**RECORDS SUPPLIED:**
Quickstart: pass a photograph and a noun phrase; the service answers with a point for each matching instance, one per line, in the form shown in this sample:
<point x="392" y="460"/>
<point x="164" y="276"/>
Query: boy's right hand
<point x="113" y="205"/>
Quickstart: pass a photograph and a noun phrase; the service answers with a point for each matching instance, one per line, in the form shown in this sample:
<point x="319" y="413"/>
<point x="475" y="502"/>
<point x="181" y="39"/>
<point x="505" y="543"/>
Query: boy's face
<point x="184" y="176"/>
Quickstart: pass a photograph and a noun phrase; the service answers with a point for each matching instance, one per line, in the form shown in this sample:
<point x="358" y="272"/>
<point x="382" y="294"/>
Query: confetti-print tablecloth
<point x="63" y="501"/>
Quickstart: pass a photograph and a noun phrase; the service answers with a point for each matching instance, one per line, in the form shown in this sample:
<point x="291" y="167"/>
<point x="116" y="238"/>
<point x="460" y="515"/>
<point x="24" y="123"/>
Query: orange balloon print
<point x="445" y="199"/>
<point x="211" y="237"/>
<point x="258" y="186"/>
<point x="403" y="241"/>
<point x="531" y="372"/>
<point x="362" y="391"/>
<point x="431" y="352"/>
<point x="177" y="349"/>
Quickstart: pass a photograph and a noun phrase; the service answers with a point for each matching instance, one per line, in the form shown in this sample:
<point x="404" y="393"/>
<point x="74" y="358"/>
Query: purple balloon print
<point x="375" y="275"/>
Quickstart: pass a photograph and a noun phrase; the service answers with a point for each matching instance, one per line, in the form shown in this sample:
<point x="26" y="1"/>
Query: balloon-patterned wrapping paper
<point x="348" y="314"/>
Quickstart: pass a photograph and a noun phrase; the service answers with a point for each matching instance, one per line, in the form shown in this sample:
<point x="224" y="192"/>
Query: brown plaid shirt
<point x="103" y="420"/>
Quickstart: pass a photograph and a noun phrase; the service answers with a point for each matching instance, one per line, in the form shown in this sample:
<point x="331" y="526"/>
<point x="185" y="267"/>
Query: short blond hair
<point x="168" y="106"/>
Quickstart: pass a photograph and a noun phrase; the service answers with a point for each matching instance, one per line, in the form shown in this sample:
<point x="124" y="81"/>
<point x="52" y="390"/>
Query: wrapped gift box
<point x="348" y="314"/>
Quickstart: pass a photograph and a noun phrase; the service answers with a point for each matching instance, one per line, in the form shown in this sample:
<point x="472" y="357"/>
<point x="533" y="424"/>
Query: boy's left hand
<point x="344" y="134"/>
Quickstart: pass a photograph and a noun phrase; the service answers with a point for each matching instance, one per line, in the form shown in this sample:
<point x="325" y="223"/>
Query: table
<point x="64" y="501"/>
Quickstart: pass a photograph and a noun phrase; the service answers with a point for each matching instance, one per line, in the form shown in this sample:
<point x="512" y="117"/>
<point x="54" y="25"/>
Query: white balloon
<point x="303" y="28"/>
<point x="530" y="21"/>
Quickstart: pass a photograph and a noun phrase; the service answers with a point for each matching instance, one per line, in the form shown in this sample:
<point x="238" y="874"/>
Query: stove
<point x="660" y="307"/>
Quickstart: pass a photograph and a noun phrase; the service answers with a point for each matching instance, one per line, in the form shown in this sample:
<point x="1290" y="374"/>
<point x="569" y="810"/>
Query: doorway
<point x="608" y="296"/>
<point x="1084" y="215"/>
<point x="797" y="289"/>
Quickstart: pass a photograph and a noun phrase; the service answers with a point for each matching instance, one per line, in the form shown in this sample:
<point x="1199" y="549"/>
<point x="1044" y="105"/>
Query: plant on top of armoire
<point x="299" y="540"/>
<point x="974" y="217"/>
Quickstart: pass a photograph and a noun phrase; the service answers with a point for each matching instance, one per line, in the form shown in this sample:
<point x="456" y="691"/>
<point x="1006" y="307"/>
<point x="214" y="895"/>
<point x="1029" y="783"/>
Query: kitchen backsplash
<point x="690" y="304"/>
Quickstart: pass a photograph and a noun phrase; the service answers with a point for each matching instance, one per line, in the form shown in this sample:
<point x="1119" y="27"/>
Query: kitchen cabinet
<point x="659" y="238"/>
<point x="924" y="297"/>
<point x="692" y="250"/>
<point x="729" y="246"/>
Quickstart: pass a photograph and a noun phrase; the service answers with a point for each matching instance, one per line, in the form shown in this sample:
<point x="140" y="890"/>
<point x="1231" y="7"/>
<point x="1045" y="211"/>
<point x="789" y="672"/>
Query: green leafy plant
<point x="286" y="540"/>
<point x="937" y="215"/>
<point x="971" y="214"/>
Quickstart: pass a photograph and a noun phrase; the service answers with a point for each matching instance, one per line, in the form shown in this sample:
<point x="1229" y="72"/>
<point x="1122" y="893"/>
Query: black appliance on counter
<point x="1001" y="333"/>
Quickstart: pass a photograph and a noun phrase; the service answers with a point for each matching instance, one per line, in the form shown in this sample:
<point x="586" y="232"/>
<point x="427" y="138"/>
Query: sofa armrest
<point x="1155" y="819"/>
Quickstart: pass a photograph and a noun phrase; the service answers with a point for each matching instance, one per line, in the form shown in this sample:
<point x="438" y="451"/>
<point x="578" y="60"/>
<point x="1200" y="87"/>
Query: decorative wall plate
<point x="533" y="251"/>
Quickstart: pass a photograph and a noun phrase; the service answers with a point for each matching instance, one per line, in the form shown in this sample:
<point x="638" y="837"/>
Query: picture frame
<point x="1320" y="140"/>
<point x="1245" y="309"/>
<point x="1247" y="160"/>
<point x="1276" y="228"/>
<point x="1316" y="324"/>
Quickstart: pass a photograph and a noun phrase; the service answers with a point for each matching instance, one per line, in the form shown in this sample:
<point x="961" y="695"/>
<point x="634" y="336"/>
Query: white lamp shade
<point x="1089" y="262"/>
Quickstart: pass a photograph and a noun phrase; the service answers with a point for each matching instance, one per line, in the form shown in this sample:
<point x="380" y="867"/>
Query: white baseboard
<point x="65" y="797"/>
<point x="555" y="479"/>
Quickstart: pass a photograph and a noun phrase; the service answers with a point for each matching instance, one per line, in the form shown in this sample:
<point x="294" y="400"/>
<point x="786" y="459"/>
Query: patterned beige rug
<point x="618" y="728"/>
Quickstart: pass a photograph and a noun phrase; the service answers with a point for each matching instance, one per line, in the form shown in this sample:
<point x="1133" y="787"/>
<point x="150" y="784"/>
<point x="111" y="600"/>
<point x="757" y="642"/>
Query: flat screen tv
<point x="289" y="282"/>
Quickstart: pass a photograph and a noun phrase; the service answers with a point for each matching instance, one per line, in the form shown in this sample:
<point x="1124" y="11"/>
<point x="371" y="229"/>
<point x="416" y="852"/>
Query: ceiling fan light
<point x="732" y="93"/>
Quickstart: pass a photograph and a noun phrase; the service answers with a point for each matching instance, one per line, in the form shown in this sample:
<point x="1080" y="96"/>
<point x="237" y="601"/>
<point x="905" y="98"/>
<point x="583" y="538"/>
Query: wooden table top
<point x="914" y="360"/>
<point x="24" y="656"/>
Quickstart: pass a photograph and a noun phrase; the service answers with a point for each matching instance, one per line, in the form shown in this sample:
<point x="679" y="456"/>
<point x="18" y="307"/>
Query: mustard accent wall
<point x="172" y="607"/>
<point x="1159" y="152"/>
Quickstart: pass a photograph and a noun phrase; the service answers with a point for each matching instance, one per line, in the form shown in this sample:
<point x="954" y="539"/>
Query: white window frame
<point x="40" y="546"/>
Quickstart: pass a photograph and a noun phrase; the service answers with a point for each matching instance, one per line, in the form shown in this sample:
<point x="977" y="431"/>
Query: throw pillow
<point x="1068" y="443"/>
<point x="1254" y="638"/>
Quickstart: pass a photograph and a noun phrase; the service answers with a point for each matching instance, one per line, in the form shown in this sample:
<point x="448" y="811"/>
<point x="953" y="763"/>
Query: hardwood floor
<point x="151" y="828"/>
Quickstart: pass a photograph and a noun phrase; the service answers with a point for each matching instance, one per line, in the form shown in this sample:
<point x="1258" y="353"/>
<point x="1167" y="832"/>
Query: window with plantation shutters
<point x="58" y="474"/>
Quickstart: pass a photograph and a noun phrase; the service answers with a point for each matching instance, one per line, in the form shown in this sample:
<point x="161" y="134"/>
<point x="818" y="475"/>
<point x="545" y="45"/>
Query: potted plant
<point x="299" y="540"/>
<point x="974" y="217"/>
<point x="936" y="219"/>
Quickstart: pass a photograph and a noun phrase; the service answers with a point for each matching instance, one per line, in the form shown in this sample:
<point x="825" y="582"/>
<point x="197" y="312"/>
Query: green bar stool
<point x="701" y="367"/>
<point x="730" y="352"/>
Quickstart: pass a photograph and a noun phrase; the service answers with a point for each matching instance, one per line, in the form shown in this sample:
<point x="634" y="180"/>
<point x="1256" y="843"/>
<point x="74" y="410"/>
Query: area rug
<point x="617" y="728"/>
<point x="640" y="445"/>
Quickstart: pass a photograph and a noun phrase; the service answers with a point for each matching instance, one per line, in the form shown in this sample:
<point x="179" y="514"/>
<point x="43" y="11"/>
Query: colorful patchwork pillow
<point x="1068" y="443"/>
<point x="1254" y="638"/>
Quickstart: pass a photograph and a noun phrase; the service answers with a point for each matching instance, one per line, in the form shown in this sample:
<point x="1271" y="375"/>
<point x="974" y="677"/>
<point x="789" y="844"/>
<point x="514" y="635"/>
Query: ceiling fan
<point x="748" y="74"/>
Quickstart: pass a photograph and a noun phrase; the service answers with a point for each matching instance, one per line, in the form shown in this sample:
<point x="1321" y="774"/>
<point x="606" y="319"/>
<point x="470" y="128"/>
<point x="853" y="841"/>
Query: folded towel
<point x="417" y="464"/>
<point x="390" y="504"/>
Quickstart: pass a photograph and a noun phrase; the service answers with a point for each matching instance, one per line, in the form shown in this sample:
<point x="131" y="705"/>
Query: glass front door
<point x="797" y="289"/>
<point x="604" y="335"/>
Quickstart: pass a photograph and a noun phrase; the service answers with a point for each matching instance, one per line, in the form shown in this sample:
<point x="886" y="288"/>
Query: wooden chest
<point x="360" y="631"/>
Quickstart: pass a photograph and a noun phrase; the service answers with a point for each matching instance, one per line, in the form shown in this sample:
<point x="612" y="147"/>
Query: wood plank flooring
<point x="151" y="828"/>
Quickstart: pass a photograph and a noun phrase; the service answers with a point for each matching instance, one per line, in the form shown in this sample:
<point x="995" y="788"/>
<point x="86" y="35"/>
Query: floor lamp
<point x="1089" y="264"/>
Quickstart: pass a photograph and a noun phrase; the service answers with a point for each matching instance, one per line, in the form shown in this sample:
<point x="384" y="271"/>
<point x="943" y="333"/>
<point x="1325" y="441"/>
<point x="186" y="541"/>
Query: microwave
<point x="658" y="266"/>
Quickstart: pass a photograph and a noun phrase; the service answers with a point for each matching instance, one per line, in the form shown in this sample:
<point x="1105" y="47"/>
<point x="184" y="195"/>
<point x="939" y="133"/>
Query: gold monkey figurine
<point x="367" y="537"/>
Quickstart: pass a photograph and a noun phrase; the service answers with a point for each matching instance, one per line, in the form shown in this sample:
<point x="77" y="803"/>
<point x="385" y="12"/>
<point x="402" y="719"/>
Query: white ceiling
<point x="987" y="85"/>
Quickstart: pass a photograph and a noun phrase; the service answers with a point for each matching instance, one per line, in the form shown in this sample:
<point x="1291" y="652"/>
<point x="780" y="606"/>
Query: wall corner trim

**WHAT THE EXERCISE ASKS:** Pull out every line of the data above that contains the string "wooden" and copy each one in full. Case counts.

**EXERCISE RESPONSE:**
Query: wooden table top
Query: wooden chest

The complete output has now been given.